▶ _YOUR INSTRUCTIONS_: Rewrite the records below with "perched white egret" changed to "resting wading bird" wherever it occurs and everything else kept the same. Leave the pictures out of your answer.
○ ○ ○ ○
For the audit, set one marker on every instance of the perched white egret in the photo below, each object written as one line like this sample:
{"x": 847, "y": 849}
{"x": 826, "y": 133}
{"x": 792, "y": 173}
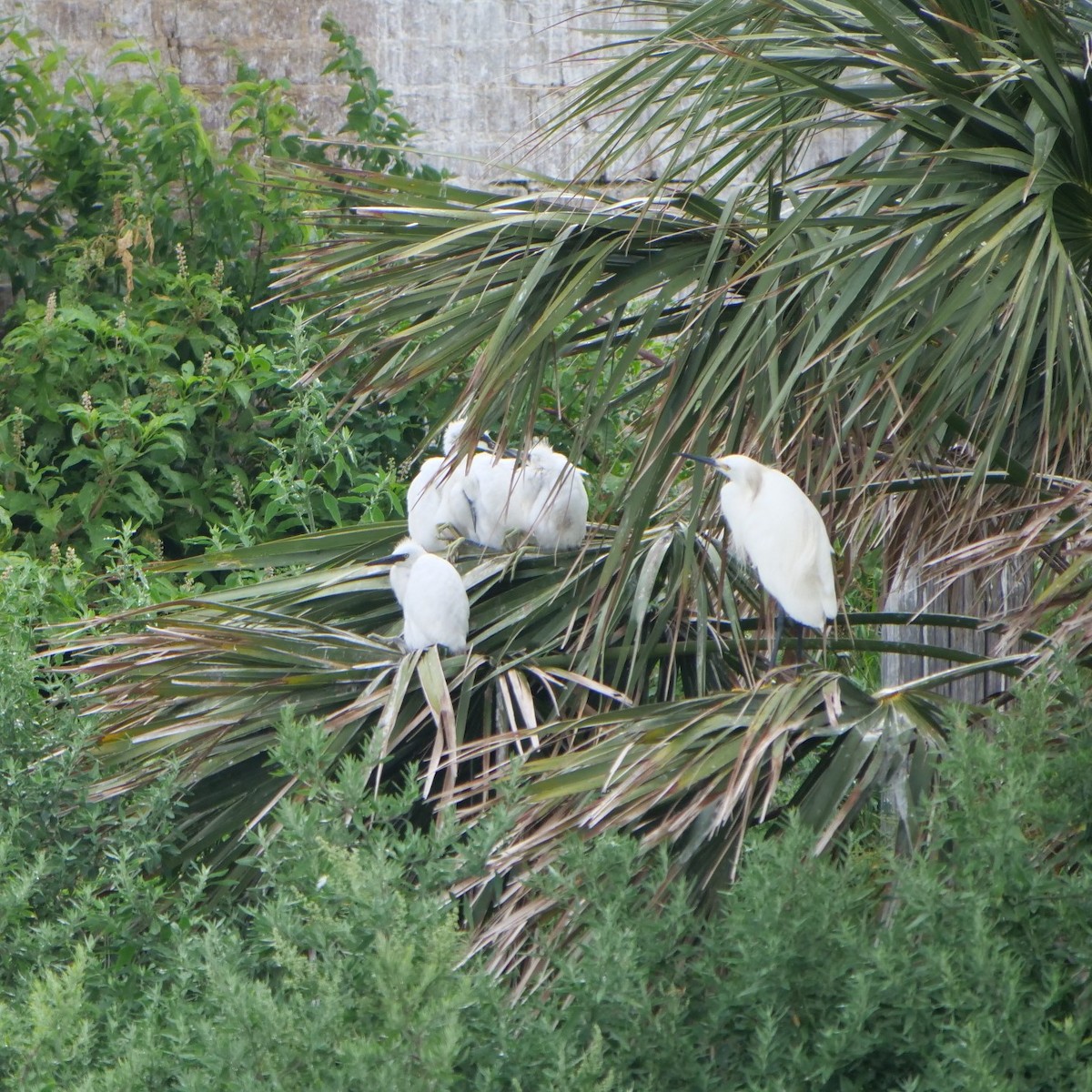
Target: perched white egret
{"x": 437, "y": 494}
{"x": 780, "y": 532}
{"x": 554, "y": 505}
{"x": 495, "y": 494}
{"x": 435, "y": 609}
○ ○ ○ ○
▶ _THE RESULT_:
For the audit, set one marker on every instance of the resting wading bird in the photo below, each object written as one line like this sample:
{"x": 847, "y": 849}
{"x": 826, "y": 133}
{"x": 792, "y": 173}
Target: resting wading bird
{"x": 437, "y": 494}
{"x": 780, "y": 532}
{"x": 554, "y": 505}
{"x": 495, "y": 494}
{"x": 435, "y": 609}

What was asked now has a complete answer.